TASK:
Everything from the line containing "In the photo above, where can the whipped cream swirl" through the final line of the records must be transcribed verbatim; nothing else belongs in the result.

Records from a point labeling set:
— BEGIN —

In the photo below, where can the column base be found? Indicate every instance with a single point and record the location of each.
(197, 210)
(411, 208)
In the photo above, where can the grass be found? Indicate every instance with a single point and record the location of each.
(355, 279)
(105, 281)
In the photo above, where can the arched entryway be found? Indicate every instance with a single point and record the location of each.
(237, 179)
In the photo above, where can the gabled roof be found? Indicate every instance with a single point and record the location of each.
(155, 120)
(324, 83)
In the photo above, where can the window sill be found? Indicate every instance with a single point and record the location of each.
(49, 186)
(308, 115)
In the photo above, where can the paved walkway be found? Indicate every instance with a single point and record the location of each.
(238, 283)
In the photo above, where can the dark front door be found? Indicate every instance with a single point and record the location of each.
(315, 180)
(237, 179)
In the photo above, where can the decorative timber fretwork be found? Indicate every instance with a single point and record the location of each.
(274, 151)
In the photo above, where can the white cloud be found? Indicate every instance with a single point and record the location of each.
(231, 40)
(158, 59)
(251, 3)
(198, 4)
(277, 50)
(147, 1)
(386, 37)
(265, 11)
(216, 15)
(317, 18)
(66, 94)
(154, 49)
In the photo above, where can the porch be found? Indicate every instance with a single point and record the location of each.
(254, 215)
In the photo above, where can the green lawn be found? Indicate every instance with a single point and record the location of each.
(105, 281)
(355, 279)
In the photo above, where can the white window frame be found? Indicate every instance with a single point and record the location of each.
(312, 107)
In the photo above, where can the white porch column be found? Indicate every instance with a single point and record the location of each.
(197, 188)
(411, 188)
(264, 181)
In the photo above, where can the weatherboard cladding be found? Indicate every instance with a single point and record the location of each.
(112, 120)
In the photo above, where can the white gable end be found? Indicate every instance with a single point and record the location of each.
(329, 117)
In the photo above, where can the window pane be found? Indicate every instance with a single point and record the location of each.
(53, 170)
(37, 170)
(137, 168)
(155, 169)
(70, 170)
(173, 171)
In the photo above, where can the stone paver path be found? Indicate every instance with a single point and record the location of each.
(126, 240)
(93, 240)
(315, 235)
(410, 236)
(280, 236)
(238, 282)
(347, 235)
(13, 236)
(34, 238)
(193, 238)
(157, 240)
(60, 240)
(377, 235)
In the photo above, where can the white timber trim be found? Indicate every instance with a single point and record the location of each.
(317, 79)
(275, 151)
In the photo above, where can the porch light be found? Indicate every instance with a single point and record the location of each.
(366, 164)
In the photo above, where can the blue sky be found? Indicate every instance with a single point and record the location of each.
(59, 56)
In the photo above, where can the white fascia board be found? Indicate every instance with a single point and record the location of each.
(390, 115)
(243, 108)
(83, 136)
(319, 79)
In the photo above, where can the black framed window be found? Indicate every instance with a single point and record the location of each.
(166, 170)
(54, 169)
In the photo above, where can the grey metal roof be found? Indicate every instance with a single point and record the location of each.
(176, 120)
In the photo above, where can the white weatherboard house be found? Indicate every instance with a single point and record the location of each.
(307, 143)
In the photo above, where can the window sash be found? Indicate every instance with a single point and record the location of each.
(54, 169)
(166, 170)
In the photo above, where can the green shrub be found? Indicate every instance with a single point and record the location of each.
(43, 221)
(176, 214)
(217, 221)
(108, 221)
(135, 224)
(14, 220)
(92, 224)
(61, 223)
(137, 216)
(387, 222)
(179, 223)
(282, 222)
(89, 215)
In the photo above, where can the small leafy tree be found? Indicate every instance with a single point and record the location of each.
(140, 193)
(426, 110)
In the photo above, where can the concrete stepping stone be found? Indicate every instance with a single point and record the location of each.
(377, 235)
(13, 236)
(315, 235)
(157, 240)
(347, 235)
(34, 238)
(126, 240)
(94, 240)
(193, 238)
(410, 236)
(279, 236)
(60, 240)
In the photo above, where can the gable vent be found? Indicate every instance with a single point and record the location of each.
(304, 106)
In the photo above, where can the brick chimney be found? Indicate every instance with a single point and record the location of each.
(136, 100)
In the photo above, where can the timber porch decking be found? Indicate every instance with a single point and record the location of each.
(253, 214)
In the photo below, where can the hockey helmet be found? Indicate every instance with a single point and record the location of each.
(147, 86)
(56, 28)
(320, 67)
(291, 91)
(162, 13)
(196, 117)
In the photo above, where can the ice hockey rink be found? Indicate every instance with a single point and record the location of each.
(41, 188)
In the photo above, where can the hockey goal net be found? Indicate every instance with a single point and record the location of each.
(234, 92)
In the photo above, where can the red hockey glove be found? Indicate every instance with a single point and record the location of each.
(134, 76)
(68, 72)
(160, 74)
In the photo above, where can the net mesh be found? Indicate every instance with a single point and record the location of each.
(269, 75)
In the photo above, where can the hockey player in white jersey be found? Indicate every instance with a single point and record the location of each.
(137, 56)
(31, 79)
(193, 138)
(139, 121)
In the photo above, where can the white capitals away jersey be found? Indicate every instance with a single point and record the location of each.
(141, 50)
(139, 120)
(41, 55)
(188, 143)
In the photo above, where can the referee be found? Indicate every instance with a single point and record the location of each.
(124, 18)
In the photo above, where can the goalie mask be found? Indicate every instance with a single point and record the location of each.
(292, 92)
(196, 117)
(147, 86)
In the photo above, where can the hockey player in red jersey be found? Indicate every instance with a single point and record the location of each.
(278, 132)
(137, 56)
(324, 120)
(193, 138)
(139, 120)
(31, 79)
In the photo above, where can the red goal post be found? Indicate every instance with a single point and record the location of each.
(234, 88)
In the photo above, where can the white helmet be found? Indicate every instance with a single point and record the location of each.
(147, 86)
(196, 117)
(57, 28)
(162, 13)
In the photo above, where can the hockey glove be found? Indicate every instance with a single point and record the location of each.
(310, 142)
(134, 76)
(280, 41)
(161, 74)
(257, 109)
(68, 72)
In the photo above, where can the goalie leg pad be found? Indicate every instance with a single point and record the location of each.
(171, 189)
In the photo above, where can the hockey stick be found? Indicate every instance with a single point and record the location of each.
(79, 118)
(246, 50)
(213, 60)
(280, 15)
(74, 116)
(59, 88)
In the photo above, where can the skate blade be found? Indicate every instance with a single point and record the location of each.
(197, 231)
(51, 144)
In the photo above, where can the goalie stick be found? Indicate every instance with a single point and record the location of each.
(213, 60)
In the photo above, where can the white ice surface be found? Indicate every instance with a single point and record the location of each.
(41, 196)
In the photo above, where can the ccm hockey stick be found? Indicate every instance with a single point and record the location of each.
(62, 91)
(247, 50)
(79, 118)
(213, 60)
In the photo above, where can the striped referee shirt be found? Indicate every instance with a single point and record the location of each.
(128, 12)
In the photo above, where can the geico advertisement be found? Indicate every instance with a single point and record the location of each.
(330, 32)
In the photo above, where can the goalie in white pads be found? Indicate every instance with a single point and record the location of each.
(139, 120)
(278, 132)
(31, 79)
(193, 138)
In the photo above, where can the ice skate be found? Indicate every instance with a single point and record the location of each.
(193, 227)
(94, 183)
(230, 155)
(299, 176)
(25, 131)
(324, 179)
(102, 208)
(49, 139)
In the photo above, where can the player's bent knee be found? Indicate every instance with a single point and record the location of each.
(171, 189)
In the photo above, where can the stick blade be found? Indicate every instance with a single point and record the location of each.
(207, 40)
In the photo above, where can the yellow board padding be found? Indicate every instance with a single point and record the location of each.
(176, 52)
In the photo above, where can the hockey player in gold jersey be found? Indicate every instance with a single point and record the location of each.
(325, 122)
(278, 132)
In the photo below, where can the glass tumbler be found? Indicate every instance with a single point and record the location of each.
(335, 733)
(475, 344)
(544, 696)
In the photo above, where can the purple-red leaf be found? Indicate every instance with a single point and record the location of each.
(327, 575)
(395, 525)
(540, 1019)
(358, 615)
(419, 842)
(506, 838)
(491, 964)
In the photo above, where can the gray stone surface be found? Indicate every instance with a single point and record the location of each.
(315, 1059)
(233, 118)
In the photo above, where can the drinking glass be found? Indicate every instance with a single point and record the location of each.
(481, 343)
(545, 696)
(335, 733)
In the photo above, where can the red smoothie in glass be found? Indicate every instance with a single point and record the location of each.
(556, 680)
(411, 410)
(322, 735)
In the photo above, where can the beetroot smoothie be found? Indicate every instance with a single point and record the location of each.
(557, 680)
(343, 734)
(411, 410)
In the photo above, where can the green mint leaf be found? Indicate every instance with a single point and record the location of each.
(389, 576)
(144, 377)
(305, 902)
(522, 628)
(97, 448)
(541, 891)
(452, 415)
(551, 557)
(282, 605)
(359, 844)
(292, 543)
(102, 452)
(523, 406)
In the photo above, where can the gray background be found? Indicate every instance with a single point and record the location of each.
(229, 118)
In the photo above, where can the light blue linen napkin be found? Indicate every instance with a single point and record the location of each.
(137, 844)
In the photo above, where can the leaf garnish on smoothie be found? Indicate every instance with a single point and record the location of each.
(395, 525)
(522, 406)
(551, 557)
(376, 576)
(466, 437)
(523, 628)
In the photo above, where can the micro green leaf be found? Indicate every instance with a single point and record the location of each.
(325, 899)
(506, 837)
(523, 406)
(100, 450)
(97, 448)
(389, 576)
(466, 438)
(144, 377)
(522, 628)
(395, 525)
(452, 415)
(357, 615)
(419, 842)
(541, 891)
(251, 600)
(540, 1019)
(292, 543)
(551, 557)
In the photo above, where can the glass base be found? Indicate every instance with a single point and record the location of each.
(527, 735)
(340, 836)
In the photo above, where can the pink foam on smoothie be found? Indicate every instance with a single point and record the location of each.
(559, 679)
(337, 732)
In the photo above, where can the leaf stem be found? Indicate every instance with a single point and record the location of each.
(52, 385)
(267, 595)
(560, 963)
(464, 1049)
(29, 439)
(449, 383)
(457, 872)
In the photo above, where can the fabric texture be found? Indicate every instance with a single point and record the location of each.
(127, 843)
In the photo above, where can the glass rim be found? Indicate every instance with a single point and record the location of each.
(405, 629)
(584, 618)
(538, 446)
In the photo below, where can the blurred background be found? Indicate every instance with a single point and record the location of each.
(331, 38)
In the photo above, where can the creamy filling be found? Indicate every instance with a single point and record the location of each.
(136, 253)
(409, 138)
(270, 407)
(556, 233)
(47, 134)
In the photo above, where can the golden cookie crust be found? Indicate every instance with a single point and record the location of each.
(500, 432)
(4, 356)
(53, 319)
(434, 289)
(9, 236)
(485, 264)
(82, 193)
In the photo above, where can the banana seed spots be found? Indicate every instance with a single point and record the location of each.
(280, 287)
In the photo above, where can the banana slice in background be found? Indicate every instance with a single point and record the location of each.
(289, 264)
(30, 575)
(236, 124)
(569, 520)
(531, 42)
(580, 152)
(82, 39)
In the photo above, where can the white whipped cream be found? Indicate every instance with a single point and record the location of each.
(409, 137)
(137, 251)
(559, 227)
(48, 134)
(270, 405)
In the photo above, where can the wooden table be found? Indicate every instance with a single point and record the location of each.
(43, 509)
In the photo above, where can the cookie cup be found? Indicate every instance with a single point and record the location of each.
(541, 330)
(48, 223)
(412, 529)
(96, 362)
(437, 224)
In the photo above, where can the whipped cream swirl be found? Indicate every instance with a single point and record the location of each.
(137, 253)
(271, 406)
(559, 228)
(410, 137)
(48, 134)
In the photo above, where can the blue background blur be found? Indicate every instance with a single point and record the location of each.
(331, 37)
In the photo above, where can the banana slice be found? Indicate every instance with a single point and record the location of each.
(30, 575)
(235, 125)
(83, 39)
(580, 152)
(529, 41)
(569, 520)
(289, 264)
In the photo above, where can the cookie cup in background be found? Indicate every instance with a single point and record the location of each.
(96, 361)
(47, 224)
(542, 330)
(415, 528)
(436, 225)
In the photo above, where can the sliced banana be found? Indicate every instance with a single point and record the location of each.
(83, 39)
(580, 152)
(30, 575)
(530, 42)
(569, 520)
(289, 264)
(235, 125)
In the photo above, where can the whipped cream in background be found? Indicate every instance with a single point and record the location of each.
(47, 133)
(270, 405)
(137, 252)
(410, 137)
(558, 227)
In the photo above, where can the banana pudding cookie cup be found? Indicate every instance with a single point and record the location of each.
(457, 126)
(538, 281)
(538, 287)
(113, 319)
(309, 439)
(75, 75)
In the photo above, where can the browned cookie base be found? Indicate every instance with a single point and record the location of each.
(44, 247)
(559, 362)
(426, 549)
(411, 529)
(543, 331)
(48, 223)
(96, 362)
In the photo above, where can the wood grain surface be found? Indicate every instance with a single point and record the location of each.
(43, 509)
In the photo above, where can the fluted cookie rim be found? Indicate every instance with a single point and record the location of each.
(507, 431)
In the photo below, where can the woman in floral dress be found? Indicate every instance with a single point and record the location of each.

— END —

ANSWER FOR THIS EXERCISE:
In the photo above, where can the whipped cream swirl be found? Indicate every instance with a single point and record the location of each.
(137, 253)
(271, 406)
(559, 228)
(410, 137)
(48, 134)
In the photo above, where can the blue background blur be found? Indicate every instance with a single point and record the location of each.
(331, 37)
In the photo above, where can the banana slice be found? Indicate every instance with a single point and record the location of each.
(30, 575)
(235, 125)
(83, 39)
(580, 152)
(529, 41)
(569, 520)
(289, 264)
In the photo above, where can the cookie cup in background be found? Indicate every instance with a single point and record the location of each.
(96, 361)
(47, 224)
(542, 330)
(415, 528)
(436, 225)
In the photo above, where can the sliced banana be found? Indicate every instance with a single point and record the location of each.
(83, 39)
(580, 152)
(30, 575)
(530, 42)
(569, 520)
(289, 264)
(235, 125)
In the photo above, where can the whipped cream in background be found? Indicate every instance with a single point and record the location of each.
(47, 133)
(270, 405)
(137, 252)
(410, 137)
(558, 227)
In the photo above, where can the banana pudding cookie cup be found? Indicate every instance with a single point and record the location of each.
(457, 126)
(538, 281)
(538, 287)
(113, 319)
(309, 439)
(75, 75)
In the photo above, where can the browned cookie base be found? Indicate every instance with a single point and record the location of each.
(44, 247)
(559, 362)
(426, 549)
(411, 529)
(543, 331)
(48, 223)
(96, 362)
In the photo above, where can the wood grain surface be found? Indicate every instance with a single point and record the location of each.
(43, 509)
In the photo above, where can the fluted cookie rim be found? Indicate every instance with a single point and record the location of each.
(507, 431)
In the photo below, where can the woman in floral dress be found? Indicate every instance with a single point and record the location of each.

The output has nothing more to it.